Amina Priscille Longoh (born 1991) is a Chadian humanitarian organizer and politician. She has served as in the government of Chad as minister of women and the protection of early childhood since July 2020.

Biography 
Longoh was born in 1991 in Sarh, the capital of Chad's Moyen-Chari region.

She holds a bachelor's degree in business administration from Wintech Professional Institute in Ghana, as well as a master's in business administration from Sup’Management. After working in the oil sector for Glencore from 2013 to 2018, she left the firm to focus on humanitarian work.

In 2016, Longoh founded Tchad Helping Hands, a charitable organization with a particular focus on supporting Chadian women and girls. The foundation's genesis was a fundraiser she had organized for a 2-year-old girl who had eye cancer. The funds did not come through in time, and the girl died. Wanting to be able to respond to crises more quickly in the future, she launched Tchad Helping Hands later that year.

PROBLEM SET:
1. Reproduce the stretch of the Longoh biography from "She holds a" through "on humanitarian work.".
2. Tell whether each statement agrees with the Longoh biography, answering yes or no and quoting the words that settle it: (a) Longoh was born in Sarh. (b) Longoh earned her bachelor's degree in Chad. (c) The 2-year-old girl the fundraiser was for survived.

DATASET RECORDS:

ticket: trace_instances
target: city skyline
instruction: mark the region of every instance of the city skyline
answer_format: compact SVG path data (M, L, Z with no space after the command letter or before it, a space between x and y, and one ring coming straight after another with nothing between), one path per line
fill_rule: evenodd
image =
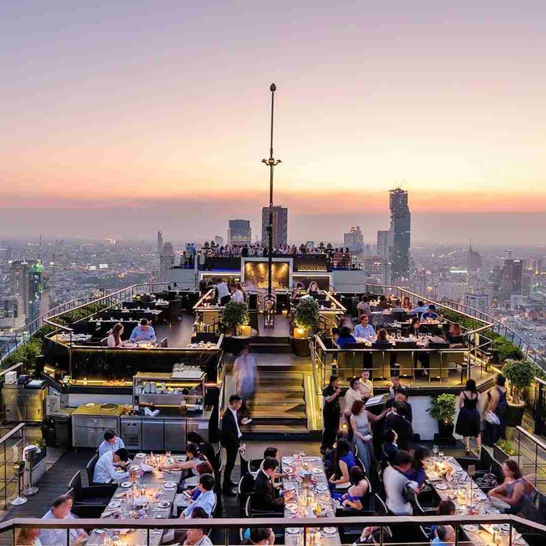
M262 7L237 8L5 7L0 229L141 237L165 212L165 231L194 232L209 210L222 217L207 214L207 233L257 226L275 81L289 240L325 238L349 216L335 238L358 221L373 240L405 181L416 242L444 236L445 219L459 230L446 236L541 242L546 7L281 2L272 26Z

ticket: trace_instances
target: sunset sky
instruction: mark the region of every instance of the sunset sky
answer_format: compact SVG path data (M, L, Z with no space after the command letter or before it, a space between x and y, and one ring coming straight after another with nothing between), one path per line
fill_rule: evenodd
M448 3L8 0L0 229L259 235L274 81L292 241L543 241L546 4Z

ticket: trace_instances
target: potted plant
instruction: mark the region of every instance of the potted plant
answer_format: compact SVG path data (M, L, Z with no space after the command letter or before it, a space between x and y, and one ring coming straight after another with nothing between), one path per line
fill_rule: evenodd
M500 440L493 446L493 456L501 464L517 454L518 450L508 440Z
M311 356L308 338L318 324L320 307L314 298L302 298L294 316L292 347L298 357Z
M246 304L230 300L224 306L220 320L225 327L226 331L232 334L228 346L231 352L236 354L240 350L240 346L242 342L240 340L236 341L233 336L236 335L239 328L248 324L248 310Z
M531 386L535 379L535 370L533 365L527 360L509 358L505 360L502 374L508 379L510 387L506 425L507 426L518 426L521 424L525 411L524 392Z
M454 394L441 394L432 396L430 399L431 405L426 411L430 417L438 422L439 443L445 444L446 442L454 443L453 430L455 425L455 397Z

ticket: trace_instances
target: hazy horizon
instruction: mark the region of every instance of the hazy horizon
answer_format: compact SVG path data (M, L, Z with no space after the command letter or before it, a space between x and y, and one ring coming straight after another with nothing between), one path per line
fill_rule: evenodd
M259 236L274 81L290 240L358 221L375 241L402 183L414 242L544 241L543 2L0 13L4 233L225 238L242 217Z

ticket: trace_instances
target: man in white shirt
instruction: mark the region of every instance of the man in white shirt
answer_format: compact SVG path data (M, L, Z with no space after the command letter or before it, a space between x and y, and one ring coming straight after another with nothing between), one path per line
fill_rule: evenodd
M229 287L225 281L222 281L219 277L217 277L215 282L216 283L216 291L218 293L218 301L221 305L225 305L232 297Z
M116 465L125 466L129 460L129 452L124 448L114 452L107 451L95 465L93 481L96 483L110 483L112 480L127 478L129 472L118 472Z
M53 501L51 509L42 519L71 519L70 507L72 497L69 495L62 495ZM88 538L83 529L70 529L70 546L78 546ZM67 544L66 529L41 529L40 542L44 546L69 546Z
M353 335L355 337L364 337L367 340L375 339L375 330L369 323L368 316L365 313L360 315L360 323L354 327Z
M102 457L107 451L112 453L125 447L123 441L116 436L113 430L107 430L104 433L104 440L99 446L99 457Z

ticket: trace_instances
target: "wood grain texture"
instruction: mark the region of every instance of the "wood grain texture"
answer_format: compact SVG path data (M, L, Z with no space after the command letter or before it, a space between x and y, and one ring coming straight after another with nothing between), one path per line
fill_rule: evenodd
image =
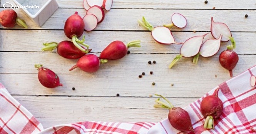
M3 10L3 8L1 8ZM83 17L85 13L83 9L58 9L42 28L37 27L21 9L17 12L19 16L27 22L29 29L63 29L67 19L75 11ZM179 12L186 17L188 24L184 29L174 28L172 30L185 31L209 31L211 18L213 17L216 22L224 23L232 31L256 31L254 22L256 21L256 10L216 10L151 9L114 9L106 13L104 21L97 26L98 30L145 30L137 21L144 16L154 26L171 23L171 15ZM249 15L247 18L244 15ZM230 20L232 20L232 21ZM0 26L0 28L3 28ZM15 28L20 28L16 26Z

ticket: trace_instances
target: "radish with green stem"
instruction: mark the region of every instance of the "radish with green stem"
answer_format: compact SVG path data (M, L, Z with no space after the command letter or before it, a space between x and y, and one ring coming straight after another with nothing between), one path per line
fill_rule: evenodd
M165 97L162 95L155 94L165 100L167 103L164 103L158 98L156 100L157 104L154 107L169 109L168 118L171 124L175 129L182 132L194 131L193 126L188 113L180 107L175 107Z
M196 55L199 52L204 37L208 34L201 36L191 38L185 41L181 48L181 54L176 56L169 66L171 68L182 57L189 57Z
M141 47L140 44L140 40L131 41L126 45L121 41L113 41L101 52L99 58L108 60L115 60L122 58L127 54L129 48Z
M169 29L173 26L182 28L187 26L187 19L184 16L180 13L174 13L172 16L172 22L171 24L164 25L164 26Z
M172 33L167 28L164 26L153 27L143 17L142 21L139 20L138 22L147 30L151 31L151 35L157 42L163 44L180 44L175 42Z

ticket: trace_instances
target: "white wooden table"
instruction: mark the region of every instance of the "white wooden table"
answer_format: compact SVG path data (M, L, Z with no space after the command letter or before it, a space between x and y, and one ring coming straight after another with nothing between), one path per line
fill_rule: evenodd
M167 117L168 111L154 108L156 98L149 95L162 94L174 105L184 107L230 78L218 61L219 54L230 42L222 43L218 54L200 57L197 65L192 58L184 58L170 69L168 65L179 53L181 46L156 43L150 32L137 23L143 16L157 26L170 22L174 13L183 14L188 20L187 27L172 30L176 41L181 42L209 32L213 16L216 22L229 26L236 41L239 60L234 75L256 64L254 0L208 0L207 4L204 0L115 0L96 29L85 32L86 43L96 54L116 40L127 42L140 39L142 47L131 49L131 54L102 65L95 73L79 69L69 72L77 60L65 59L56 52L41 52L40 49L43 42L68 39L63 31L64 23L75 11L85 15L82 1L57 0L59 9L42 28L36 27L21 9L17 11L27 21L28 29L0 26L0 82L45 128L85 121L159 122ZM11 1L0 0L0 5L7 1ZM206 39L212 38L210 34ZM149 65L150 60L157 64ZM42 86L35 63L58 74L64 87L51 89ZM139 78L142 72L146 75ZM117 93L120 96L117 97Z

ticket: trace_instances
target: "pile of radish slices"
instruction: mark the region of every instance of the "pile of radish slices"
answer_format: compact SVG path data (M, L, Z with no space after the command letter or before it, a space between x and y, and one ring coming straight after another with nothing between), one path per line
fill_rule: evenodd
M105 12L103 9L110 10L112 3L112 0L84 0L83 5L87 11L83 18L84 29L87 31L94 29L104 20Z

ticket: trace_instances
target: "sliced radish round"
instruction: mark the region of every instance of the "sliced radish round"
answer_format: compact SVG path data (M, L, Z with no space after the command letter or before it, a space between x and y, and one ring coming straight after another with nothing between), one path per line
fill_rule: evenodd
M181 44L176 42L170 29L164 26L154 28L151 31L151 35L156 41L160 44Z
M232 37L230 30L228 26L223 23L215 22L213 17L211 18L211 33L216 39L219 39L221 35L222 35L221 41L223 41L230 40L230 38Z
M256 77L255 76L253 75L251 77L250 83L251 84L251 85L253 87L256 85Z
M103 5L103 0L87 0L87 3L90 7L95 5L101 7Z
M88 10L89 8L90 8L90 7L89 6L88 4L87 3L87 0L84 0L84 2L83 2L83 6L84 8L86 10Z
M204 42L200 49L200 54L202 57L212 56L216 54L221 46L221 39L222 35L219 39L209 39Z
M91 14L86 15L83 18L84 23L84 29L87 31L91 31L95 28L98 24L97 18Z
M191 38L185 41L181 48L181 54L184 57L190 57L199 52L204 38L206 34Z
M106 10L109 11L111 9L113 4L113 0L104 0L102 7Z
M94 6L90 8L86 14L91 14L95 15L97 18L98 23L102 22L105 18L105 13L101 7L98 6Z
M172 16L172 23L179 28L183 28L187 25L187 19L181 14L174 13Z

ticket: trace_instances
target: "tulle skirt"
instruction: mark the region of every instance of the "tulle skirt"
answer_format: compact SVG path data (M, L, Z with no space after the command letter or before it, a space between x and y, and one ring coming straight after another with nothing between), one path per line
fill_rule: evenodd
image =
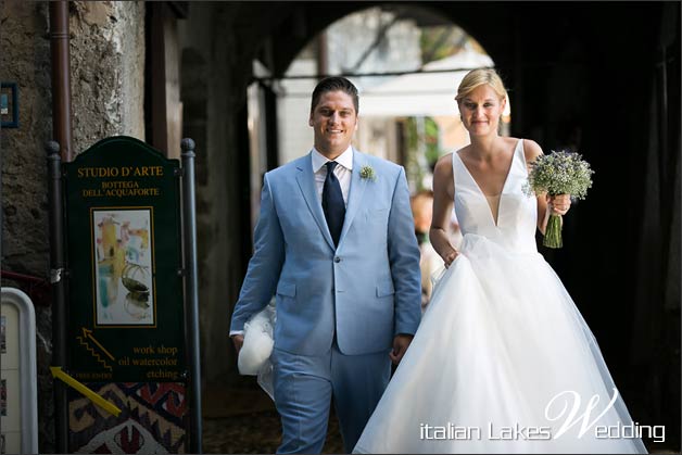
M356 453L646 453L552 267L476 235L434 286Z

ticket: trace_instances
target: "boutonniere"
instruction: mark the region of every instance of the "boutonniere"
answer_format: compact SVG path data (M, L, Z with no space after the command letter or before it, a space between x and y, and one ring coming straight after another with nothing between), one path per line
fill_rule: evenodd
M375 168L371 166L363 166L359 168L359 178L366 178L368 180L376 180L377 175L375 174Z

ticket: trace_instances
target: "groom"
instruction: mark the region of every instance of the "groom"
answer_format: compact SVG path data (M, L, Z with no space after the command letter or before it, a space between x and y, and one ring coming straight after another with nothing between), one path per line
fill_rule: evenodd
M276 293L278 453L321 452L332 397L351 452L420 319L405 172L351 147L357 111L350 80L321 80L308 121L315 147L263 181L230 336L239 352L244 323Z

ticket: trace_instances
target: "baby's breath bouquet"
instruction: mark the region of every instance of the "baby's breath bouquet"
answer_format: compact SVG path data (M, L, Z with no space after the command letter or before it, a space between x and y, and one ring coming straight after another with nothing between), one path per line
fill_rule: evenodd
M523 192L528 195L547 193L550 195L570 194L571 199L585 199L592 187L590 164L578 153L552 151L540 155L530 163L531 170ZM552 214L547 220L542 242L547 248L561 248L561 215Z

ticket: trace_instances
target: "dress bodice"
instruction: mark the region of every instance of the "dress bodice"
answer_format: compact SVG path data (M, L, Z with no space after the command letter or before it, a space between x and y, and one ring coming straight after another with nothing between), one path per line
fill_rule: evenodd
M496 224L485 194L459 157L459 151L453 153L452 161L455 214L462 233L485 237L510 252L538 252L538 204L534 197L528 197L522 191L528 179L523 140L519 139L514 149L512 166L500 197Z

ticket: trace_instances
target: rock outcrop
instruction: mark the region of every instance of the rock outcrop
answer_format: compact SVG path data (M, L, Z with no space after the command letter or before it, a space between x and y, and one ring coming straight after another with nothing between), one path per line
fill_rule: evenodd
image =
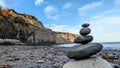
M77 35L54 32L45 28L36 17L0 8L0 38L17 39L28 44L69 43Z

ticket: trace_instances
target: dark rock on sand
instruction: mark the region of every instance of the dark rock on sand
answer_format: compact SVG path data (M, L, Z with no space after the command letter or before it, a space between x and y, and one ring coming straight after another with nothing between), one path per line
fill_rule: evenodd
M72 50L67 52L67 56L70 59L85 59L100 52L102 48L102 44L99 43L90 43L85 45L74 46L72 47Z
M88 26L90 26L89 23L84 23L84 24L82 24L82 27L88 27Z
M87 44L93 40L93 36L80 36L74 40L74 43Z

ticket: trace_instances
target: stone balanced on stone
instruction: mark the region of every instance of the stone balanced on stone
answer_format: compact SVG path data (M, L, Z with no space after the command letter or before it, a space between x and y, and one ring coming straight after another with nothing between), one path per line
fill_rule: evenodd
M100 43L89 43L93 40L93 36L88 35L91 32L91 29L88 28L90 24L82 24L82 29L80 30L80 37L74 40L75 43L80 43L78 46L73 46L70 51L67 52L67 56L70 59L85 59L89 58L92 55L100 52L103 48L103 45Z

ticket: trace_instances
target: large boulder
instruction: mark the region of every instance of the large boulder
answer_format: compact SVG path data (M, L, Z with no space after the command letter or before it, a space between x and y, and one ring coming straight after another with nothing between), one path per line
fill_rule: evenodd
M63 68L112 68L112 66L106 60L97 57L70 61Z

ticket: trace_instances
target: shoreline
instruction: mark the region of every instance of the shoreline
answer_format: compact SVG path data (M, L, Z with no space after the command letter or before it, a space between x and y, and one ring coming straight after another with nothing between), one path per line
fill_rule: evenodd
M33 46L33 45L0 45L0 66L6 65L10 68L62 68L70 61L62 47ZM66 48L65 48L66 49ZM101 53L116 53L120 50L103 49ZM107 59L108 60L108 59ZM120 57L110 63L120 65Z

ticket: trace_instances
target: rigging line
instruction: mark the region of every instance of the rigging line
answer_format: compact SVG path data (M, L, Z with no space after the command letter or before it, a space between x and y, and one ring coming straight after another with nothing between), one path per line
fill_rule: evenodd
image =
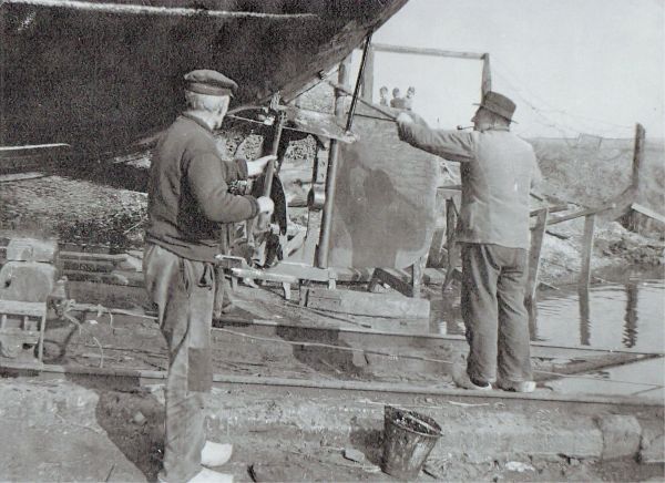
M155 14L155 16L177 16L177 17L217 17L228 19L272 19L272 20L288 20L288 19L317 19L316 13L264 13L264 12L239 12L229 10L207 10L201 8L184 8L184 7L149 7L144 4L132 3L109 3L109 2L91 2L91 1L72 1L72 0L6 0L6 3L29 4L37 7L52 7L70 10L86 10L100 11L109 13L126 13L126 14ZM3 3L4 3L3 2Z
M610 121L604 121L604 120L601 120L601 119L597 119L597 117L585 116L585 115L572 113L570 111L565 111L565 110L562 110L562 109L556 109L552 104L548 103L546 101L543 101L542 97L540 97L539 95L534 94L533 91L529 90L525 85L520 84L522 91L525 91L526 93L529 93L530 95L532 95L533 99L538 100L539 102L541 102L542 104L544 104L544 105L546 105L546 106L549 106L551 109L536 107L535 105L533 105L530 101L528 101L520 93L520 88L518 88L514 82L511 82L508 79L508 76L505 75L505 73L502 73L502 72L500 72L500 70L497 70L497 69L494 69L494 73L499 78L503 79L518 93L518 95L520 95L520 97L523 101L525 101L528 104L530 104L533 109L536 109L536 110L539 110L541 112L560 113L560 114L566 115L569 117L581 119L581 120L586 120L586 121L594 121L594 122L597 122L597 123L607 124L607 125L611 125L611 126L614 126L614 127L621 127L621 129L625 129L625 130L632 130L633 129L633 126L628 126L628 125L625 125L625 124L616 124L616 123L613 123L613 122L610 122Z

TASK-BY-TASK RESULTS:
1.
She holds a bachelor's degree in business administration from Wintech Professional Institute in Ghana, as well as a master's in business administration from Sup’Management. After working in the oil sector for Glencore from 2013 to 2018, she left the firm to focus on humanitarian work.

2.
(a) Yes: "Longoh was born in 1991 in Sarh, the capital of Chad's Moyen-Chari region."
(b) No: "She holds a bachelor's degree in business administration from Wintech Professional Institute in Ghana"
(c) No: "The funds did not come through in time, and the girl died."